### Input data

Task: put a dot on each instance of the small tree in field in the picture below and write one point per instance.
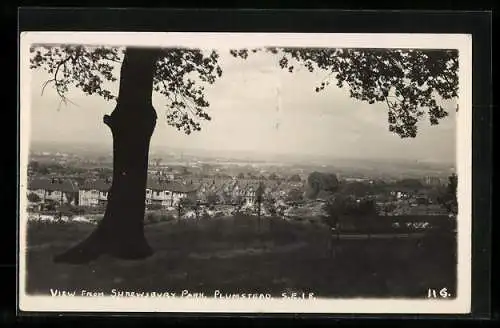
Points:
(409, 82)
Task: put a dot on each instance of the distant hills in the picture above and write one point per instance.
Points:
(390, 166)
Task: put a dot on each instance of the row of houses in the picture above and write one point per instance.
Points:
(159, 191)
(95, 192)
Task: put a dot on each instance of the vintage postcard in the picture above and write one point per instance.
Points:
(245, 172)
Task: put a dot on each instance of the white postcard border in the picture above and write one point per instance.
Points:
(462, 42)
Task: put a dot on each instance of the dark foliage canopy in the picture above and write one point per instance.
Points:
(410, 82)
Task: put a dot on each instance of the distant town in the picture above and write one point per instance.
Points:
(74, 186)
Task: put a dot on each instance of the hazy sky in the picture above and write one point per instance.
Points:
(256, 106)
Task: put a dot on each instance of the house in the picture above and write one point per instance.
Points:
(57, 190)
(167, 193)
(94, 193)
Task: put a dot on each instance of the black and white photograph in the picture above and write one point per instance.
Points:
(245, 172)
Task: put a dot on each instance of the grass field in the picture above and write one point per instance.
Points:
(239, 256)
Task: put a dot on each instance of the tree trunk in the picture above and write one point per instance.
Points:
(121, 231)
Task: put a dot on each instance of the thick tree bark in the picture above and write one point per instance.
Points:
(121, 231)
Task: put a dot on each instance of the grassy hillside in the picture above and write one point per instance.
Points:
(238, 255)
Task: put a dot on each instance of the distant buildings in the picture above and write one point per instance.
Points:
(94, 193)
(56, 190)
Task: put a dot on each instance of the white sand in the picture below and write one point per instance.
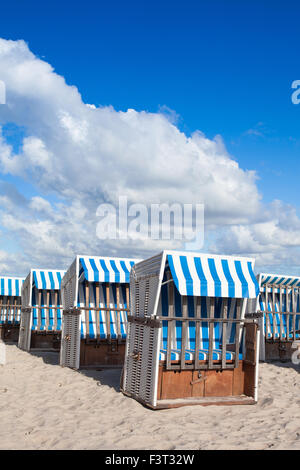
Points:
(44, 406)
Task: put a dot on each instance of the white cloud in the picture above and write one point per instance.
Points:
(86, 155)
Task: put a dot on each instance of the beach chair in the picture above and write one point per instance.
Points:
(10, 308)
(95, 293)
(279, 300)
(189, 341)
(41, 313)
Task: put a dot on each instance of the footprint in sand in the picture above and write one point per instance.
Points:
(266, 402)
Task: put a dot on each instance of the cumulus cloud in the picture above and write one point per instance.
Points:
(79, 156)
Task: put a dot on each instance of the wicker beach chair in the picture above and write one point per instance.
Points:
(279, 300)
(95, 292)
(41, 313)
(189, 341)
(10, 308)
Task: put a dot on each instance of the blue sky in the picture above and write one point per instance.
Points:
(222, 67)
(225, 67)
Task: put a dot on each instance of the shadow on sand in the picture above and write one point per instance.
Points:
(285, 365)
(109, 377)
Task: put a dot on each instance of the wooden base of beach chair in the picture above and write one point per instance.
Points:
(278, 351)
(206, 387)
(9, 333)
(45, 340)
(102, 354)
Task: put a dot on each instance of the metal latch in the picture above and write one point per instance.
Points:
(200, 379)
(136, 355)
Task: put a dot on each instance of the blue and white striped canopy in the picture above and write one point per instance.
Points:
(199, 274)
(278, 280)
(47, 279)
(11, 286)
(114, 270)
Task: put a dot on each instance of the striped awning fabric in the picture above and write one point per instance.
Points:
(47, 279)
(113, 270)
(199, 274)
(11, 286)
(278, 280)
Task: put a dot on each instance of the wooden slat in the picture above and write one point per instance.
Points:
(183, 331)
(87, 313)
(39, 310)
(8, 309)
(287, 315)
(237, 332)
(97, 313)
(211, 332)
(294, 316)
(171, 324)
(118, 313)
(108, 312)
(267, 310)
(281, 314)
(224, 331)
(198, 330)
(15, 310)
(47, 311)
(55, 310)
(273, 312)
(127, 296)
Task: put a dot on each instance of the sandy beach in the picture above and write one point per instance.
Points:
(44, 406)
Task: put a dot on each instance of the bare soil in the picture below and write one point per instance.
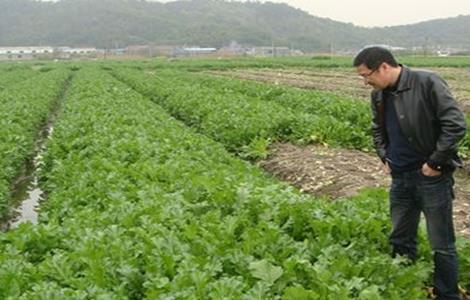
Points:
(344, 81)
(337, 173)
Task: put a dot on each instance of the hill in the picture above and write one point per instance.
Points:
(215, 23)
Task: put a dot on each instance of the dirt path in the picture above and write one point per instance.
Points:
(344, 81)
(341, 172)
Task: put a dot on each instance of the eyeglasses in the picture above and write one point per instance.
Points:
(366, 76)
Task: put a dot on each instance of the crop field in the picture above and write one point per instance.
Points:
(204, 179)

### Assignment
The whole listing is to be retyped exactly, with its pictures removed.

### Problem solution
Task: put a dot on each instance of the small tree in field in the picture below and write one point per instance.
Points:
(409, 82)
Task: put a dot on each instance of the distant hills in the picture above and write one point per instance.
Points:
(390, 166)
Task: put a dot on each instance of the row of houses in the picture above and write one point per instance.
Points:
(159, 191)
(95, 192)
Task: put a dot on each instance of the vintage postcard in the picture above and write one point per instance.
Points:
(245, 172)
Task: put a dot on each instance of the white postcard border in the picture above and write one point per instance.
Points:
(462, 42)
Task: put a dot on each instance of the dark foliage canopy in the picture above and write one point per instance.
Points:
(410, 82)
Task: put a dot on each instance of the distant town in the picture above and write one point per instance.
Points:
(74, 186)
Task: put a dot on each instance of the hazy sky in the picture above and write one point per instance.
Points:
(256, 106)
Task: put a dot on each instance of the house in the picture above and write one point per instance.
Points:
(57, 190)
(167, 193)
(94, 193)
Task: put a dot on each instance of the black and white photograph in the picture above and write one point per instance.
Points:
(245, 172)
Task: put a dot on each instance of the grass field in the picture above and write one point per instance.
Points:
(239, 256)
Task: put a dot on each instance of the tree trunk in the picture above and write one point per instance.
Points:
(121, 231)
Task: put a dot on each instance of the thick tree bark in the picture above and write one point per instance.
Points:
(121, 231)
Task: put a dot on each instance of the grassy hillside in the picture above and write one point per instance.
Points:
(238, 255)
Task: put a dot on each instance of the distant buildings in the picture above and write one point per instance.
Points:
(94, 193)
(56, 190)
Task: put a dot on each instance of the white sand in the picture below and write one point per instance.
Points:
(44, 406)
Task: put a dot on each instance of the white cloud in the picture above and write one point per instance.
Points:
(86, 155)
Task: put a dot on each instance of the beach chair in the picture above and write one point per instance.
Points:
(10, 308)
(95, 293)
(279, 300)
(189, 341)
(41, 313)
Task: put a dot on each instance of the footprint in sand in the picture above and write one point per instance.
Points:
(266, 402)
Task: put a dot on each instance of the cumulus cloud in the picture above and write one point per instance.
Points:
(79, 156)
Task: put a dot on each instance of the wicker beach chair in the picture above and write one point per instance.
Points:
(279, 300)
(95, 292)
(41, 313)
(189, 341)
(10, 308)
Task: put a dot on each instance of the blue sky in the picture above and write one point per instance.
Points:
(222, 67)
(225, 67)
Task: put a dot on each instance of the shadow on sand in the picture above and write one point per instance.
Points:
(285, 365)
(109, 377)
Task: put a dot on each instance of the wooden base of beach chair in the picture above and write one point per instance.
Points:
(278, 351)
(206, 387)
(9, 333)
(45, 340)
(102, 354)
Task: put a dot on each instance of the metal latch in the picture above and write one point per instance.
Points:
(200, 379)
(136, 355)
Task: put a dot on each instance of the blue and white striped canopy in the picture above and write one point per instance.
Points:
(199, 274)
(278, 280)
(47, 279)
(11, 286)
(114, 270)
Task: put a dot on each instance of the striped awning fabric in the picture above and write one point per instance.
Points:
(47, 279)
(113, 270)
(199, 274)
(11, 286)
(278, 280)
Task: put a dot on each instance of the wooden slat in the picture above and write one point per instance.
Points:
(183, 331)
(87, 313)
(39, 310)
(8, 309)
(287, 315)
(237, 332)
(97, 313)
(211, 332)
(294, 316)
(171, 324)
(118, 313)
(108, 312)
(267, 310)
(281, 314)
(224, 331)
(198, 330)
(15, 310)
(47, 311)
(55, 310)
(273, 312)
(127, 296)
Task: put a dot on each instance of the sandy beach in the picture above and write one point per instance.
Points:
(44, 406)
Task: put a dot on each instance of the bare soil in the picture below and write one point per instance.
Points:
(344, 81)
(337, 173)
Task: put a dot on each instance of the hill in the picture above and write one point per instance.
Points:
(215, 23)
Task: put a dot on each instance of the dirt path in the picture above and write one point per instance.
Points:
(344, 81)
(341, 172)
Task: put a dot on each instance of the eyeglasses in the picture above and write one point per instance.
Points:
(366, 76)
Task: put a dot on each instance of the crop field in the picture above and write one point per instance.
Points:
(204, 179)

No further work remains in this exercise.